No próximo sábado, vamos iniciar (no Palpung Lekpun Nang) as aulas sobre o Ornamento da Liberação Preciosa, de Gampopa.
Segue abaixo a introdução que escrevi para a tradução do tibetano, que será publicada em breve. Uma versão preliminar pode ser baixada aqui (ainda estou revisando o livro).
Introdução
O Ornamento da Liberação Preciosa é um dos grandes clássicos do budismo tibetano. Foi um dos primeiros textos que sintetizaram de modo abrangente todo o caminho, no século 12. Mas sua relevância não se limita a fatos históricos. Seu brilho aparece realmente em sua transmissão prática de instruções.
Como seu autor, Gampopa, encabeça a linhagem Dagpo Kagyu, o livro é crucial por fornecer a base necessária para a prática de meditação em todas as linhagens Kagyu. Mas isso não significa que seja um “livro básico”, apesar de poder ser lido sim como uma introdução à abordagem tibetana para o budismo Mahayana.
Entre quem o lê, é comum a impressão de que seus ensinamentos são muito mais profundos do que foi imaginado. Já que é uma escritura de 800 anos, de uma outra cultura e direcionada para um público específico, o tom do texto pode soar bastante diferente das introduções ao budismo que costumam ser apresentadas no Ocidente.

TAREFAS A FAZER
A: No trecho sobre o Ornamento da Liberação Preciosa, reescreva tudo desde "Segue abaixo a" até "prática de instruções.", trocando "budismo tibetano" por "budismo do Tibete".
B: Reproduza, sem nenhuma alteração, todas as linhas das entradas da coleção que vêm abaixo.

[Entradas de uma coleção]
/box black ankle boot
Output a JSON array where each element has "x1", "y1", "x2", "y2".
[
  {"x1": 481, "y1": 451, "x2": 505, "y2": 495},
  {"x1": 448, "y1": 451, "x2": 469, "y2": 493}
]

RESPOSTAS POR TAREFA
A:
Segue abaixo a introdução que escrevi para a tradução do tibetano, que será publicada em breve. Uma versão preliminar pode ser baixada aqui (ainda estou revisando o livro).
Introdução
O Ornamento da Liberação Preciosa é um dos grandes clássicos do budismo do Tibete. Foi um dos primeiros textos que sintetizaram de modo abrangente todo o caminho, no século 12. Mas sua relevância não se limita a fatos históricos. Seu brilho aparece realmente em sua transmissão prática de instruções.

B:
/box black ankle boot
Output a JSON array where each element has "x1", "y1", "x2", "y2".
[
  {"x1": 481, "y1": 451, "x2": 505, "y2": 495},
  {"x1": 448, "y1": 451, "x2": 469, "y2": 493}
]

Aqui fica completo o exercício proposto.